*Exercise directions*.
Identify each line of the listing below that contains the string "motorcycle" and copy those lines. Letter case must match.

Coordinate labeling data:

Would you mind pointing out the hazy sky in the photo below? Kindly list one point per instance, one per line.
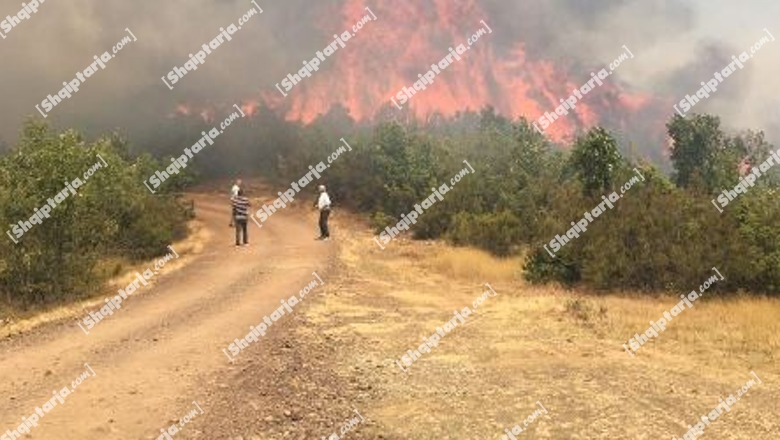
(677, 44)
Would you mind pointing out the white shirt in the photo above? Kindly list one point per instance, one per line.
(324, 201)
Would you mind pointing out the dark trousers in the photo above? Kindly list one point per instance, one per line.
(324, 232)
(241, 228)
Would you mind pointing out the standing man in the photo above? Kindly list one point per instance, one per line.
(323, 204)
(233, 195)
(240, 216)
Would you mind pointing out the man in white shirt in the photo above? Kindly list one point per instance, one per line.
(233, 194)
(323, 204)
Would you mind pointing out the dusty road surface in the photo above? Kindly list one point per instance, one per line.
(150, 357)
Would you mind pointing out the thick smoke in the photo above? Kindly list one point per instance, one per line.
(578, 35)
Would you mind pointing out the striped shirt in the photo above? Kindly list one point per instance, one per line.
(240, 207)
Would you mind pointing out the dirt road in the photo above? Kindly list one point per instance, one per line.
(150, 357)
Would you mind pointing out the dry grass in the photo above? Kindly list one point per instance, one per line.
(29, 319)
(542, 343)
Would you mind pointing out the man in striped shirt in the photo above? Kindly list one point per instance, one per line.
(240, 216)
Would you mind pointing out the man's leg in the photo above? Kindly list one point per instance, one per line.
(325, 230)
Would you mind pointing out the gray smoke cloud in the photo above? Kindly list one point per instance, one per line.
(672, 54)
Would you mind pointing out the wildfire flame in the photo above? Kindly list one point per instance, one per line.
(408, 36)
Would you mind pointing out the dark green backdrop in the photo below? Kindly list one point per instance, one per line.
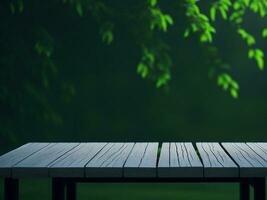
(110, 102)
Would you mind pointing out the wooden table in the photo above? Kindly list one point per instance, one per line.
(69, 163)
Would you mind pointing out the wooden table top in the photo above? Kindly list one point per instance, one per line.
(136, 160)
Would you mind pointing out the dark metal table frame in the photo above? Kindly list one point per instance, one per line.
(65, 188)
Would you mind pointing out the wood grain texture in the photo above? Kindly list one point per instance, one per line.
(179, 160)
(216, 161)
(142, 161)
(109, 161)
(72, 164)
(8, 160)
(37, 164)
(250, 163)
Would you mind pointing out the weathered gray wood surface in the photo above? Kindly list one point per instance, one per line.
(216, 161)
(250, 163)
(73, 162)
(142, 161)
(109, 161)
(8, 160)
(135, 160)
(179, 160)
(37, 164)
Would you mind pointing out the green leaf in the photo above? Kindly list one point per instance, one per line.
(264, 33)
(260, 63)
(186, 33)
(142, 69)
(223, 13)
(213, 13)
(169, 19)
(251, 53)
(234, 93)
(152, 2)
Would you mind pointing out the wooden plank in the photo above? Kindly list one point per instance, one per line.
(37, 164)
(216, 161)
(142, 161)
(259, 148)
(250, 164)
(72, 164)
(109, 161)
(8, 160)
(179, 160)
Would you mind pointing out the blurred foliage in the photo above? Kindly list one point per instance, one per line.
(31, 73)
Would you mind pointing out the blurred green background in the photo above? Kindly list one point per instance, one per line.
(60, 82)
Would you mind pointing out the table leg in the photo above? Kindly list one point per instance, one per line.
* * *
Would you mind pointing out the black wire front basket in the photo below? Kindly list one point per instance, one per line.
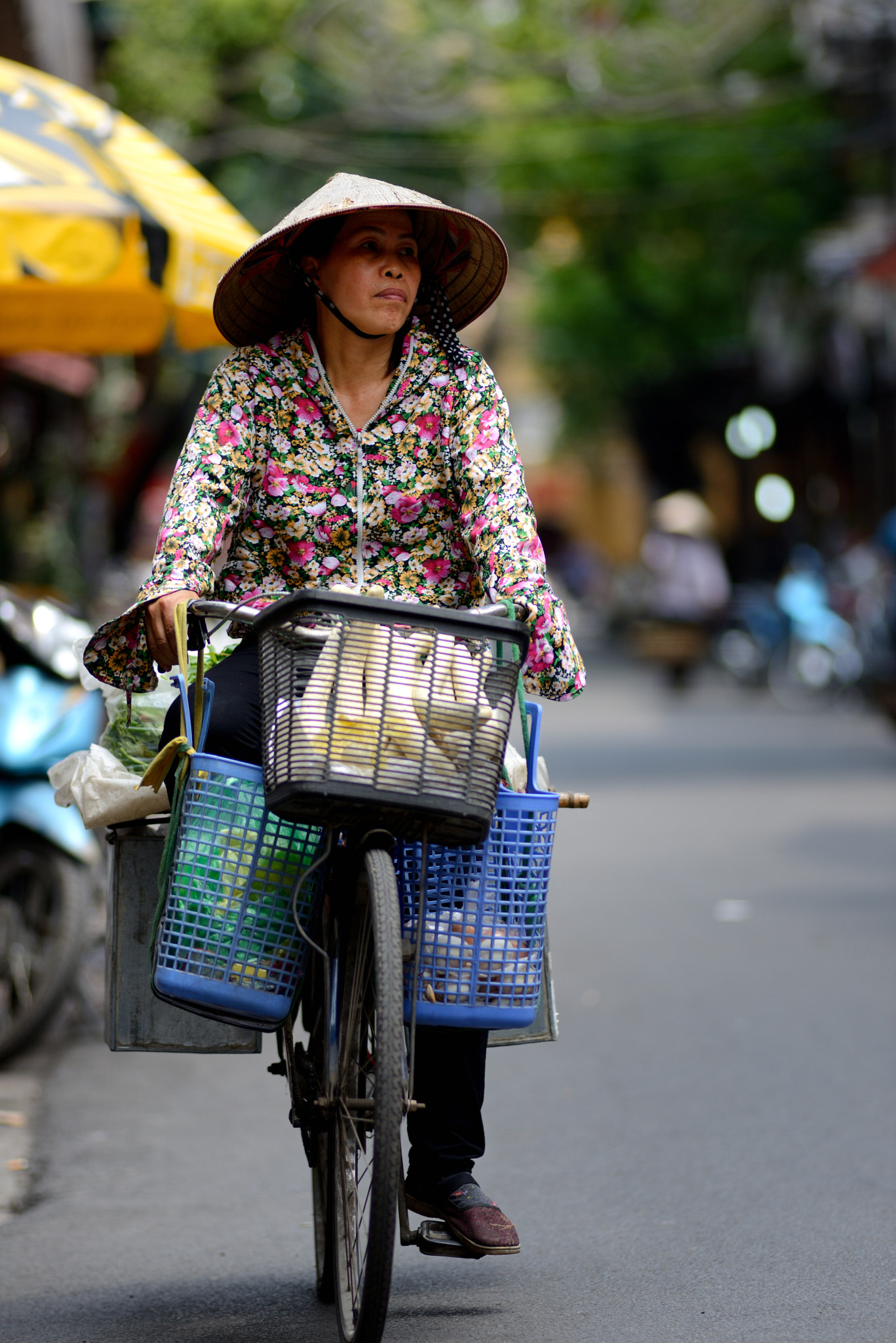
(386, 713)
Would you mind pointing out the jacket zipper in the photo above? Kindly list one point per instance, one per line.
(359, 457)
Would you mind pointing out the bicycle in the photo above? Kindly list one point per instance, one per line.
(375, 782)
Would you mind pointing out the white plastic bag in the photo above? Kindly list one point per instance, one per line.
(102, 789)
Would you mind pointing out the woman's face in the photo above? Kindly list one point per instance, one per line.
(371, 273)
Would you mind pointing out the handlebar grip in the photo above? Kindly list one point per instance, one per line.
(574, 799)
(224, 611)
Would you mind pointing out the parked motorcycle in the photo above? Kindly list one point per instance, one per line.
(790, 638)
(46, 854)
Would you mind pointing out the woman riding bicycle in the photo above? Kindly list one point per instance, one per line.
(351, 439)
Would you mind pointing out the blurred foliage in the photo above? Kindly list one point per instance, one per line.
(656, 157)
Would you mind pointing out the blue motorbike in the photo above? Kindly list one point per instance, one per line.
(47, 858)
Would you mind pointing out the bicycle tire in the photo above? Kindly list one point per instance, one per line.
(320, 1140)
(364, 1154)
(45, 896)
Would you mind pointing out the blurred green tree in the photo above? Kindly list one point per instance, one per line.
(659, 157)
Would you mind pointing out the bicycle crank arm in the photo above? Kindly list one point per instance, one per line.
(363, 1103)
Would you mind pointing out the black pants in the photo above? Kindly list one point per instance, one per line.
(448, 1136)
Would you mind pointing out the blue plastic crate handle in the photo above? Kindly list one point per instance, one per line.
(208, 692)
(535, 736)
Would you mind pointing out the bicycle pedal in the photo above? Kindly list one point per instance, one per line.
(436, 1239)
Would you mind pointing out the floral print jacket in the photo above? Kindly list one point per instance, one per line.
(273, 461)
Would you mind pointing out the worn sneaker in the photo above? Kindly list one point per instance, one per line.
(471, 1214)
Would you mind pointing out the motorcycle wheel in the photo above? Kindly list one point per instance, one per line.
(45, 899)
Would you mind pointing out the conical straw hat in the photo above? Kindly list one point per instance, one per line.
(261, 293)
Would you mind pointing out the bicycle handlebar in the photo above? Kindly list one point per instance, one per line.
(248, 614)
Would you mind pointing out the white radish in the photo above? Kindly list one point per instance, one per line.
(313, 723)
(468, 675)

*Answer to the exercise*.
Would you mind pointing out the parked motorcycle in the photo above? Kindly list one point per instance, one per line.
Would you mind pointing out the motorcycle wheel in the photo above? Kindly list one point per instance, one per line.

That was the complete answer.